WHAT NEEDS TO BE DONE: Repeat the data verbatim.

-- BEGIN RECORDED INFORMATION --

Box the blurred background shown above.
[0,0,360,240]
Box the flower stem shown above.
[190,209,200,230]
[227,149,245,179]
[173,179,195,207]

-- END RECORDED INFORMATION --

RESPONSE TO THIS TASK:
Box the blurred background shown above.
[0,0,360,240]
Box the flower stem shown above.
[190,209,200,230]
[227,149,245,179]
[173,179,195,207]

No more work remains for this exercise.